━━━━━ Information supplied

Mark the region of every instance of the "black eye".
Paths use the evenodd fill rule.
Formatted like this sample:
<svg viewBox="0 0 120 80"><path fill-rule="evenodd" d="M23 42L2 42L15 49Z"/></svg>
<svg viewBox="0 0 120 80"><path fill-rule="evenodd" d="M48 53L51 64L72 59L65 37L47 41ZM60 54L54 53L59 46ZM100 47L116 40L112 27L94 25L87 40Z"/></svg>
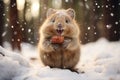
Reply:
<svg viewBox="0 0 120 80"><path fill-rule="evenodd" d="M68 19L65 20L66 23L69 23L70 21Z"/></svg>

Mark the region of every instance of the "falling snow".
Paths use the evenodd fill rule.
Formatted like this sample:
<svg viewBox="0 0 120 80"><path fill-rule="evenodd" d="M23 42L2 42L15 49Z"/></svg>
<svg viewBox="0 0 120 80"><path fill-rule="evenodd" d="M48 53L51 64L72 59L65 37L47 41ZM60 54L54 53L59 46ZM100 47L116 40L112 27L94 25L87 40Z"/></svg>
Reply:
<svg viewBox="0 0 120 80"><path fill-rule="evenodd" d="M6 31L5 31L5 32L3 32L3 33L2 33L2 37L4 37L6 34L7 34L7 32L6 32Z"/></svg>
<svg viewBox="0 0 120 80"><path fill-rule="evenodd" d="M117 33L117 31L114 31L114 33L116 34L116 33Z"/></svg>
<svg viewBox="0 0 120 80"><path fill-rule="evenodd" d="M28 29L28 33L30 33L31 32L31 29Z"/></svg>
<svg viewBox="0 0 120 80"><path fill-rule="evenodd" d="M118 22L116 21L115 24L118 25Z"/></svg>
<svg viewBox="0 0 120 80"><path fill-rule="evenodd" d="M5 14L3 14L3 16L5 16Z"/></svg>
<svg viewBox="0 0 120 80"><path fill-rule="evenodd" d="M65 2L67 3L69 0L65 0Z"/></svg>
<svg viewBox="0 0 120 80"><path fill-rule="evenodd" d="M17 31L14 31L14 35L17 35Z"/></svg>
<svg viewBox="0 0 120 80"><path fill-rule="evenodd" d="M108 8L108 5L106 5L105 7Z"/></svg>
<svg viewBox="0 0 120 80"><path fill-rule="evenodd" d="M114 16L114 14L113 14L113 13L110 13L110 15L111 15L111 16Z"/></svg>
<svg viewBox="0 0 120 80"><path fill-rule="evenodd" d="M11 26L11 28L14 28L14 26Z"/></svg>
<svg viewBox="0 0 120 80"><path fill-rule="evenodd" d="M22 31L24 31L25 29L24 29L24 28L22 28L21 30L22 30Z"/></svg>
<svg viewBox="0 0 120 80"><path fill-rule="evenodd" d="M90 30L90 27L88 27L88 30Z"/></svg>

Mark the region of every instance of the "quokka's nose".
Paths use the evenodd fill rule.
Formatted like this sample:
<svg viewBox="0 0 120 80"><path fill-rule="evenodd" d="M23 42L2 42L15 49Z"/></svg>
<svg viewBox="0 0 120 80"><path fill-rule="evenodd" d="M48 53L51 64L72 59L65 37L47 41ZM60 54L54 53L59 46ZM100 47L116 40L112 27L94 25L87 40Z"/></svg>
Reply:
<svg viewBox="0 0 120 80"><path fill-rule="evenodd" d="M59 34L62 34L62 33L63 33L64 29L62 28L62 24L61 24L61 23L58 24L56 31L57 31L57 33L59 33Z"/></svg>

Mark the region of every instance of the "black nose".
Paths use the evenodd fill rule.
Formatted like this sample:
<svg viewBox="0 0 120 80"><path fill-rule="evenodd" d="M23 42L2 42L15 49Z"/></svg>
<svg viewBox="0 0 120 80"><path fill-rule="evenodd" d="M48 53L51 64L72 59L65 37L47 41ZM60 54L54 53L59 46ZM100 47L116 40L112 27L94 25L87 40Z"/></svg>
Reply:
<svg viewBox="0 0 120 80"><path fill-rule="evenodd" d="M64 29L62 28L62 24L60 24L60 23L58 24L56 31L59 34L62 34L62 32L64 31Z"/></svg>

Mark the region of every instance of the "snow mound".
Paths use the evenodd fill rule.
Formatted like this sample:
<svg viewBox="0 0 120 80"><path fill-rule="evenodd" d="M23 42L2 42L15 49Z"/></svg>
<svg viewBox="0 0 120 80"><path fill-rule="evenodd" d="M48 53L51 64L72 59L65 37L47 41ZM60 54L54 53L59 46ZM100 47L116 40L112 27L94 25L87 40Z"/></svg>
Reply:
<svg viewBox="0 0 120 80"><path fill-rule="evenodd" d="M37 54L36 47L30 44L23 44L22 48L25 54L31 49L31 55ZM81 45L80 57L76 67L85 73L77 74L67 69L33 67L26 60L28 57L0 47L0 80L120 80L120 41L101 38Z"/></svg>

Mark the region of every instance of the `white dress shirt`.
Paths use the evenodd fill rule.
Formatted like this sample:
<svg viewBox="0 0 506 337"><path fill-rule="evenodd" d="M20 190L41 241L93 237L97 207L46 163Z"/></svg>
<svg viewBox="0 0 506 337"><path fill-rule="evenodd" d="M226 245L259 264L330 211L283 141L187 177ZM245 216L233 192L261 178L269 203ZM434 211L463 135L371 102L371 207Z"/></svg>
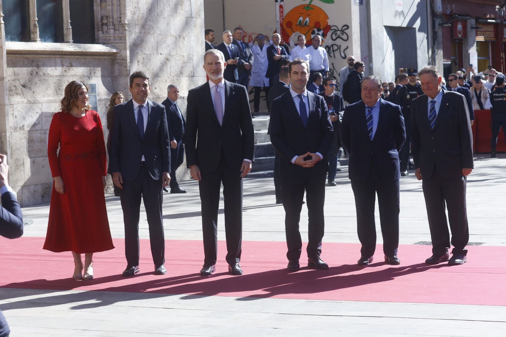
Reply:
<svg viewBox="0 0 506 337"><path fill-rule="evenodd" d="M135 100L132 100L132 102L134 103L134 117L135 118L135 123L137 123L137 115L139 114L139 106L141 105L137 102L135 102ZM148 100L146 100L144 104L143 104L144 107L142 108L142 117L144 119L144 132L146 132L146 126L148 125L148 118L149 118L149 111L148 109ZM142 158L141 158L141 161L144 161L144 155L142 155Z"/></svg>
<svg viewBox="0 0 506 337"><path fill-rule="evenodd" d="M290 88L290 93L291 94L291 98L293 99L293 103L295 104L295 107L297 109L297 112L299 113L299 115L301 115L301 111L300 110L299 105L301 104L301 99L297 97L297 95L299 94L294 91L291 88ZM308 90L304 89L304 92L303 92L302 95L304 97L304 104L306 104L306 111L307 112L308 114L308 120L309 119L309 99L308 97ZM319 152L317 152L316 154L320 156L320 160L322 160L323 159L323 156L321 155L321 154ZM292 164L295 163L295 160L297 159L298 156L294 156L291 159L290 161L291 162Z"/></svg>
<svg viewBox="0 0 506 337"><path fill-rule="evenodd" d="M293 61L297 58L300 58L310 62L311 61L311 53L309 51L309 48L305 45L304 48L301 48L300 46L297 45L290 52L290 61Z"/></svg>
<svg viewBox="0 0 506 337"><path fill-rule="evenodd" d="M315 49L312 45L308 49L311 54L311 61L309 63L311 70L317 71L323 69L324 71L328 71L328 56L325 48L318 47L318 49Z"/></svg>

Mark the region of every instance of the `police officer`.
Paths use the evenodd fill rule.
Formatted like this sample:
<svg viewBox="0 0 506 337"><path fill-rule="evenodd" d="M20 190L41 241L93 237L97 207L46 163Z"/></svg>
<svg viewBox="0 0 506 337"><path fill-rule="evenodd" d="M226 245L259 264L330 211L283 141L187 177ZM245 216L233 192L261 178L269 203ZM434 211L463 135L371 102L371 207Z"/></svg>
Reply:
<svg viewBox="0 0 506 337"><path fill-rule="evenodd" d="M497 145L499 130L502 127L502 132L506 137L506 89L504 89L504 78L497 76L495 79L495 90L490 93L492 104L492 139L490 142L490 158L495 158L495 148Z"/></svg>
<svg viewBox="0 0 506 337"><path fill-rule="evenodd" d="M406 141L402 146L399 159L401 160L401 176L405 177L408 173L409 164L409 149L411 147L411 102L418 96L424 94L421 85L416 83L418 70L414 68L408 69L408 84L399 89L395 97L396 104L402 108L402 115L404 117L406 127Z"/></svg>

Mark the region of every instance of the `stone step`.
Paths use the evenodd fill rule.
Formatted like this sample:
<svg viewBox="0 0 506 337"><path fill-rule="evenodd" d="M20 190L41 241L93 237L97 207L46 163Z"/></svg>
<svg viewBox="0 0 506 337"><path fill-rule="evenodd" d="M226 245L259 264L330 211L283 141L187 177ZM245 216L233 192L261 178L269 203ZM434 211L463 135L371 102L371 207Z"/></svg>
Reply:
<svg viewBox="0 0 506 337"><path fill-rule="evenodd" d="M274 169L274 156L259 157L255 159L255 163L251 166L251 171L266 171Z"/></svg>
<svg viewBox="0 0 506 337"><path fill-rule="evenodd" d="M270 141L270 137L267 134L267 129L256 130L255 131L255 143L265 143Z"/></svg>
<svg viewBox="0 0 506 337"><path fill-rule="evenodd" d="M268 116L260 116L253 118L254 130L267 130L269 126Z"/></svg>
<svg viewBox="0 0 506 337"><path fill-rule="evenodd" d="M259 157L268 157L276 154L276 150L270 141L264 143L258 143L255 145L255 158Z"/></svg>

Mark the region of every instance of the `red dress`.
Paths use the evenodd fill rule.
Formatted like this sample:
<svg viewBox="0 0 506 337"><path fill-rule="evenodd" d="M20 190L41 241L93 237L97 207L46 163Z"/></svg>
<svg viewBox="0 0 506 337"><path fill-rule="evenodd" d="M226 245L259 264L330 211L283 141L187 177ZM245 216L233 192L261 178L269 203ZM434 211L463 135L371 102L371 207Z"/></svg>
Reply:
<svg viewBox="0 0 506 337"><path fill-rule="evenodd" d="M44 249L83 253L114 248L102 180L106 174L105 145L97 112L88 110L80 118L55 114L48 157L53 176L63 180L65 193L57 192L53 183Z"/></svg>

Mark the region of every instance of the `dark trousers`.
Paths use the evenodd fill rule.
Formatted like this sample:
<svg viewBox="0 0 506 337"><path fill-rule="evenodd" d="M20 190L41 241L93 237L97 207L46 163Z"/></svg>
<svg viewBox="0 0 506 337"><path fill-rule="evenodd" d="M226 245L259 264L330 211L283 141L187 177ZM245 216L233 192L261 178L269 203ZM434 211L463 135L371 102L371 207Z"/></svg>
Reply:
<svg viewBox="0 0 506 337"><path fill-rule="evenodd" d="M453 246L452 254L466 254L467 250L465 248L469 241L469 228L466 206L466 177L447 179L442 176L435 167L432 176L424 177L421 182L432 240L432 254L442 255L449 249L450 243ZM445 213L447 207L451 242Z"/></svg>
<svg viewBox="0 0 506 337"><path fill-rule="evenodd" d="M171 148L171 182L169 185L171 188L179 187L178 179L176 178L176 171L182 164L185 158L185 145L183 140L180 140L178 143L178 147L176 149Z"/></svg>
<svg viewBox="0 0 506 337"><path fill-rule="evenodd" d="M276 201L283 201L281 194L281 176L279 173L279 153L276 151L274 157L274 189L276 191Z"/></svg>
<svg viewBox="0 0 506 337"><path fill-rule="evenodd" d="M362 256L372 256L376 250L374 204L377 194L383 252L392 256L397 255L399 247L399 180L385 180L375 168L371 163L364 180L351 181L357 209L357 232L362 244L360 254Z"/></svg>
<svg viewBox="0 0 506 337"><path fill-rule="evenodd" d="M308 172L305 175L281 175L281 194L285 210L285 232L289 260L299 260L302 249L299 231L302 202L306 193L309 223L308 242L306 251L308 257L316 257L321 253L321 242L325 231L323 205L325 203L325 178L326 172Z"/></svg>
<svg viewBox="0 0 506 337"><path fill-rule="evenodd" d="M264 92L265 92L265 101L267 102L267 97L269 95L269 89L270 88L269 86L264 86ZM255 87L255 95L253 96L253 111L256 112L258 112L260 109L260 91L262 91L262 87L261 86L256 86ZM268 110L269 108L269 105L267 104L267 110Z"/></svg>
<svg viewBox="0 0 506 337"><path fill-rule="evenodd" d="M497 136L501 126L502 127L502 132L506 138L506 114L497 113L492 115L492 138L491 139L490 149L492 152L495 152L495 148L497 145Z"/></svg>
<svg viewBox="0 0 506 337"><path fill-rule="evenodd" d="M198 182L202 209L202 231L204 242L204 263L215 264L218 255L218 209L220 188L223 183L225 230L229 264L241 259L242 242L242 179L241 173L232 170L222 153L216 171L201 172Z"/></svg>
<svg viewBox="0 0 506 337"><path fill-rule="evenodd" d="M4 314L2 313L2 310L0 310L0 337L9 337L10 333L11 330L9 328L7 321Z"/></svg>
<svg viewBox="0 0 506 337"><path fill-rule="evenodd" d="M144 202L149 241L153 262L155 265L165 263L165 238L162 219L161 204L163 195L161 179L151 177L145 165L133 180L123 180L120 189L125 227L125 256L129 266L139 265L139 219L141 198Z"/></svg>
<svg viewBox="0 0 506 337"><path fill-rule="evenodd" d="M404 125L406 127L406 140L399 153L400 160L401 171L406 171L409 165L409 151L411 150L411 117L404 117Z"/></svg>

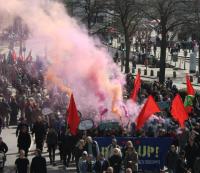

━━━━━━━━━━

What you should do> How many lines of the records contain the word "instance", matching case? Reply with the number alone.

Answer to this problem> 10